The exercise: Render every line of the records below as a numbered list, omitting blank lines and leaving out the pictures.
----------------------------------------
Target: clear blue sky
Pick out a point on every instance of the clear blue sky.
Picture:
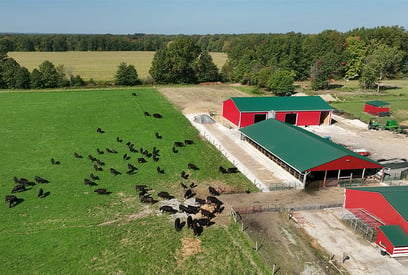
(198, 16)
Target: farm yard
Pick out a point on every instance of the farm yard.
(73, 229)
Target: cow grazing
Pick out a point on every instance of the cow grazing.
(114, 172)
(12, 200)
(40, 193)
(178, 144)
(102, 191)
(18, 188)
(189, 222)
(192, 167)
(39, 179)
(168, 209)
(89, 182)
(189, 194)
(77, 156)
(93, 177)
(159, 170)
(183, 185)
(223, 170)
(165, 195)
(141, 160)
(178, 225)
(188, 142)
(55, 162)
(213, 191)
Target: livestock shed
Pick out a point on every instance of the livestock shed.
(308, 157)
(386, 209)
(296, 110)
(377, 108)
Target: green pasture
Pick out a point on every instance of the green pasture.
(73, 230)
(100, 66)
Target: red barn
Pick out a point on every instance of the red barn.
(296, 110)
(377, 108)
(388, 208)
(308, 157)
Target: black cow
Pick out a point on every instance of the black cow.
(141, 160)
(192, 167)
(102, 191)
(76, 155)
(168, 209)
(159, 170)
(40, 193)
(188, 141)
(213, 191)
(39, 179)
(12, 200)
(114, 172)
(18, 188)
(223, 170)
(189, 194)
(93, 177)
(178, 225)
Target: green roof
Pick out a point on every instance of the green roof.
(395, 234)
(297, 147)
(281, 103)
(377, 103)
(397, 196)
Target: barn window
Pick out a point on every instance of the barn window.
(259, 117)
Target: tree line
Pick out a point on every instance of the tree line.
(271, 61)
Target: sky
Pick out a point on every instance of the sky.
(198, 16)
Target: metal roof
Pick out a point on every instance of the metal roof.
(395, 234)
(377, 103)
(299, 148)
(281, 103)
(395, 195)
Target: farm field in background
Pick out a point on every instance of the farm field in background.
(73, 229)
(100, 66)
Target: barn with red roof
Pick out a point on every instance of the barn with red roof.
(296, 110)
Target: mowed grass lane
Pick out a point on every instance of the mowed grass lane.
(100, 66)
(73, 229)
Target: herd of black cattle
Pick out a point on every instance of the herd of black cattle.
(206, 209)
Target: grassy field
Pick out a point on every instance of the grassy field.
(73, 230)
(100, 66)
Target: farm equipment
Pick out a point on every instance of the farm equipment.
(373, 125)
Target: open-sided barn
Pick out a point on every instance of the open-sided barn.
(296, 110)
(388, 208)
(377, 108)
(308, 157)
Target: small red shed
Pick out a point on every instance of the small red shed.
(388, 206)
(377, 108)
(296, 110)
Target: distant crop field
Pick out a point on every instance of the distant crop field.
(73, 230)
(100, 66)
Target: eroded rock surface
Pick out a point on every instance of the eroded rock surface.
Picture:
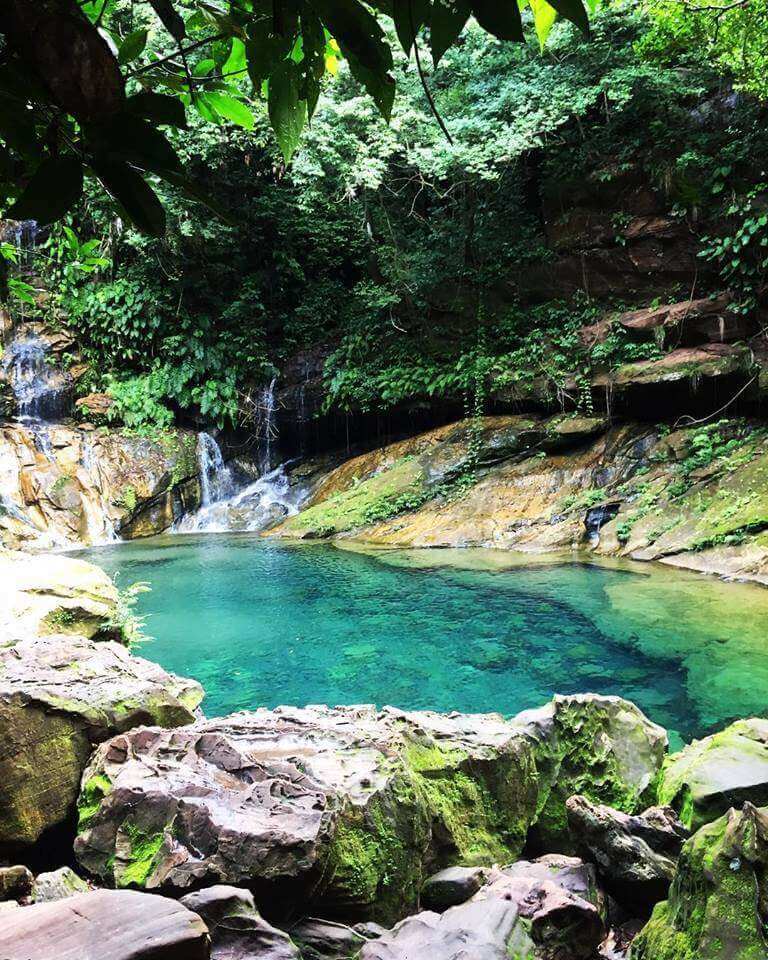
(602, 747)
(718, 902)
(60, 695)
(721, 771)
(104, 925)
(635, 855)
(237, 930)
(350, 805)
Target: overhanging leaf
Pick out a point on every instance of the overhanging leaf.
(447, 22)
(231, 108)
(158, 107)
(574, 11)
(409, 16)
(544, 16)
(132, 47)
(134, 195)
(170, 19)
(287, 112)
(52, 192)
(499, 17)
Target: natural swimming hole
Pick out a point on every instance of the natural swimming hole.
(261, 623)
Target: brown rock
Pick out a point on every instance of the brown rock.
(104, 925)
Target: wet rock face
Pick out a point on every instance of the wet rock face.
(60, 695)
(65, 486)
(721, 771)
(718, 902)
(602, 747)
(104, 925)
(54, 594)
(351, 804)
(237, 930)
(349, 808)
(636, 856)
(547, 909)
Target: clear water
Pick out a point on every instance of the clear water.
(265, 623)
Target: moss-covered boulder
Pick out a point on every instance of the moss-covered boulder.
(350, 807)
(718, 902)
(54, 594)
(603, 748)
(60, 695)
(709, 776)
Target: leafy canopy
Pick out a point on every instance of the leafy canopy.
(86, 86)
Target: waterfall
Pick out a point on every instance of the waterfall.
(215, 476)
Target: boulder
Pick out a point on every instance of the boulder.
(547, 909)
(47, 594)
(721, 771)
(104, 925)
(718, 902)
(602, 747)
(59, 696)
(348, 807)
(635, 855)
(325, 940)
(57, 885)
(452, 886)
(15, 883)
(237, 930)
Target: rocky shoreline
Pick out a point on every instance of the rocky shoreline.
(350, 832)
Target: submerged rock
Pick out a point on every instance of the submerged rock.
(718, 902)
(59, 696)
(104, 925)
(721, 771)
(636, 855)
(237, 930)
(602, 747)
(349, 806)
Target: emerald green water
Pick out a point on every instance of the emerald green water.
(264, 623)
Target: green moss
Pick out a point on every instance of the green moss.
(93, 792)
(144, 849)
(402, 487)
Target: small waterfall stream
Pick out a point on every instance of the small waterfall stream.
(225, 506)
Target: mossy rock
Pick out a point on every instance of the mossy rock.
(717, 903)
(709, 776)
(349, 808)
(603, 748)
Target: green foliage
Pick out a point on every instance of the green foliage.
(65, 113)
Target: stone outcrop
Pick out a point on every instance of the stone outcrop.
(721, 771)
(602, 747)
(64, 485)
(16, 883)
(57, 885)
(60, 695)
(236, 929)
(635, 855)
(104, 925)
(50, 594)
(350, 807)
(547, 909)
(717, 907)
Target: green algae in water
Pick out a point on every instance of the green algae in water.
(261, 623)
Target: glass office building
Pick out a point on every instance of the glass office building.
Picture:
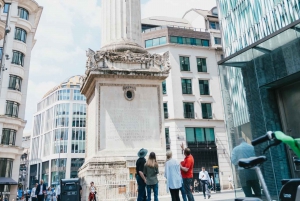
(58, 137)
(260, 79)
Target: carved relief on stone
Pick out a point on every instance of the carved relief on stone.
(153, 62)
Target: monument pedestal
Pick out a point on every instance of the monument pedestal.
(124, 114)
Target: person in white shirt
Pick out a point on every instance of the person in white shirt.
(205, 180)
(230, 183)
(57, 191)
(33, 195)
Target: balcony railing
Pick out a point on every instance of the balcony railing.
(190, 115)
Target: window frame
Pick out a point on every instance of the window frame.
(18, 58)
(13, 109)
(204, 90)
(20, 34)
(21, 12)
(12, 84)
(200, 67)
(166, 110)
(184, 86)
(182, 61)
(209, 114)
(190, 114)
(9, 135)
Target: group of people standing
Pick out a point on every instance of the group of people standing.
----------------------------------------
Answer:
1. Target: clear blue sky
2. Pick out a point on every instance of the clear blue sky.
3. Picture:
4. (198, 16)
5. Target: farm yard
6. Pick out a point on every instance of the farm yard.
7. (73, 229)
8. Target: cow grazing
9. Pick out a point on every instance of the cow grazing.
10. (114, 172)
11. (12, 200)
12. (40, 193)
13. (178, 144)
14. (102, 191)
15. (18, 188)
16. (189, 222)
17. (192, 167)
18. (39, 179)
19. (168, 209)
20. (89, 182)
21. (189, 194)
22. (77, 156)
23. (93, 177)
24. (159, 170)
25. (183, 185)
26. (223, 170)
27. (165, 195)
28. (141, 160)
29. (178, 225)
30. (188, 142)
31. (55, 162)
32. (213, 191)
33. Target: livestock shed
34. Pick out a point on every instance of the livestock shed.
35. (308, 157)
36. (386, 209)
37. (296, 110)
38. (377, 108)
39. Target: green pasture
40. Pick out a point on every instance of the green pasture.
41. (73, 230)
42. (100, 66)
43. Target: red barn
44. Pick out a point on every instance of the red barn.
45. (296, 110)
46. (377, 108)
47. (388, 208)
48. (308, 157)
49. Target: black cow
50. Pick out a point on every instance of the black cow.
51. (141, 160)
52. (192, 167)
53. (102, 191)
54. (76, 155)
55. (168, 209)
56. (159, 170)
57. (40, 193)
58. (188, 141)
59. (213, 191)
60. (39, 179)
61. (12, 200)
62. (114, 172)
63. (18, 188)
64. (223, 170)
65. (189, 194)
66. (93, 177)
67. (178, 225)
68. Target: green roof
69. Pick out a point on every instance of the green roof.
70. (395, 234)
71. (297, 147)
72. (281, 103)
73. (377, 103)
74. (397, 196)
75. Target: barn window
76. Pick out a point on every instance of the barn window.
77. (259, 117)
78. Target: tree line
79. Pick out a point on every instance of the tree line.
80. (271, 61)
81. Target: sky
82. Pick out a point on every instance of the sky.
83. (198, 16)
84. Target: metal roof
85. Pick out a point on every instance of the metal roof.
86. (395, 234)
87. (377, 103)
88. (299, 148)
89. (281, 103)
90. (395, 195)
91. Target: farm field in background
92. Pick out a point on every instance of the farm field in background.
93. (73, 229)
94. (100, 66)
95. Target: barn with red roof
96. Pick out a point on every instance of the barn with red roof.
97. (296, 110)
98. Target: mowed grass lane
99. Pick out a point on every instance of the mowed grass lane.
100. (100, 66)
101. (73, 229)
102. Target: herd of black cattle
103. Pick out a point on every instance of the herd of black cattle.
104. (206, 209)
105. Target: grassy field
106. Pick out a point on every instance of the grassy field.
107. (73, 230)
108. (100, 66)
109. Target: farm equipment
110. Pick out a point on every instance of the farm equipment.
111. (373, 125)
112. Target: open-sided barn
113. Pick out a point on every instance of the open-sided barn.
114. (296, 110)
115. (388, 208)
116. (377, 108)
117. (308, 157)
118. Target: small red shed
119. Pick out a point on every instance of the small red shed.
120. (388, 206)
121. (377, 108)
122. (296, 110)
123. Target: distant crop field
124. Pick out a point on every instance of the distant crop field.
125. (73, 230)
126. (100, 66)
127. Target: eroded rock surface
128. Pick out a point on every instance of the eroded rock surface.
129. Picture:
130. (602, 747)
131. (718, 902)
132. (60, 695)
133. (721, 771)
134. (104, 925)
135. (635, 855)
136. (237, 930)
137. (350, 805)
138. Target: overhanging leaf
139. Pick out a point on every instance of the overhanging leaf.
140. (447, 22)
141. (231, 108)
142. (158, 107)
143. (574, 11)
144. (409, 16)
145. (544, 16)
146. (132, 47)
147. (134, 195)
148. (170, 19)
149. (287, 112)
150. (52, 192)
151. (499, 17)
152. Target: natural swimming hole
153. Pick out a point on every instance of the natural swimming hole.
154. (261, 623)
155. Target: brown rock
156. Pick out a point on every instance of the brown rock.
157. (104, 925)
158. Target: wet rock face
159. Pick out a point on every instance of the wet rock face.
160. (60, 695)
161. (65, 486)
162. (721, 771)
163. (718, 902)
164. (602, 747)
165. (104, 925)
166. (54, 594)
167. (351, 804)
168. (237, 930)
169. (349, 808)
170. (636, 856)
171. (547, 909)
172. Target: clear water
173. Pick out a point on every instance of the clear water.
174. (265, 623)
175. Target: moss-covered boulder
176. Pick out a point on every instance of the moss-covered boulder.
177. (350, 807)
178. (718, 902)
179. (54, 594)
180. (603, 748)
181. (60, 695)
182. (709, 776)
183. Target: leafy canopy
184. Pick out a point on every instance of the leafy canopy.
185. (86, 86)
186. Target: waterfall
187. Pick out a point on every instance of the waterfall.
188. (215, 476)
189. Target: boulder
190. Pick out a point on every instance of the boulder.
191. (547, 909)
192. (47, 594)
193. (721, 771)
194. (104, 925)
195. (718, 902)
196. (602, 747)
197. (59, 696)
198. (348, 807)
199. (635, 855)
200. (325, 940)
201. (57, 885)
202. (452, 886)
203. (15, 883)
204. (237, 930)
205. Target: rocky shoreline
206. Pick out a point on every instance of the rocky shoreline.
207. (350, 832)
208. Target: submerged rock
209. Pick out a point on every instance of the submerged rock.
210. (718, 902)
211. (59, 696)
212. (104, 925)
213. (721, 771)
214. (636, 855)
215. (237, 930)
216. (602, 747)
217. (349, 806)
218. Target: emerald green water
219. Pick out a point on every instance of the emerald green water.
220. (264, 623)
221. Target: green moss
222. Pick out a point on every instance of the green moss.
223. (93, 792)
224. (144, 849)
225. (402, 487)
226. Target: small waterfall stream
227. Pick out a point on every instance of the small waterfall stream.
228. (225, 506)
229. Target: mossy rock
230. Pick out a point on every instance of the mossy rock.
231. (717, 903)
232. (709, 776)
233. (349, 808)
234. (603, 748)
235. Target: green foliage
236. Pick out a point on every instance of the green foliage.
237. (65, 113)
238. Target: stone outcrop
239. Pick out a point on every instance of the stone outcrop.
240. (721, 771)
241. (602, 747)
242. (64, 485)
243. (16, 883)
244. (57, 885)
245. (60, 695)
246. (236, 929)
247. (635, 855)
248. (104, 925)
249. (50, 594)
250. (350, 807)
251. (547, 909)
252. (717, 907)
253. Target: green algae in water
254. Pick out a point on every instance of the green algae in water.
255. (261, 623)
256. Target: glass office building
257. Pick out a point on every instance of the glass office building.
258. Picture:
259. (58, 137)
260. (260, 79)
261. Target: carved relief on stone
262. Pick out a point on every instance of the carved relief on stone.
263. (153, 62)
264. Target: monument pedestal
265. Pick out a point on every instance of the monument pedestal.
266. (124, 114)
267. Target: person in white shirt
268. Pick out a point on every instance of the person in white shirt.
269. (205, 180)
270. (230, 183)
271. (57, 191)
272. (33, 195)
273. Target: balcony railing
274. Pick out a point on every instance of the balcony railing.
275. (190, 115)
276. Target: window frame
277. Pick out a point on every instance of the window frame.
278. (18, 58)
279. (13, 109)
280. (204, 90)
281. (20, 34)
282. (21, 12)
283. (12, 84)
284. (200, 67)
285. (166, 110)
286. (184, 86)
287. (182, 61)
288. (209, 114)
289. (190, 114)
290. (9, 135)
291. Target: group of people standing
292. Pick out a point on every instance of the group of people standing.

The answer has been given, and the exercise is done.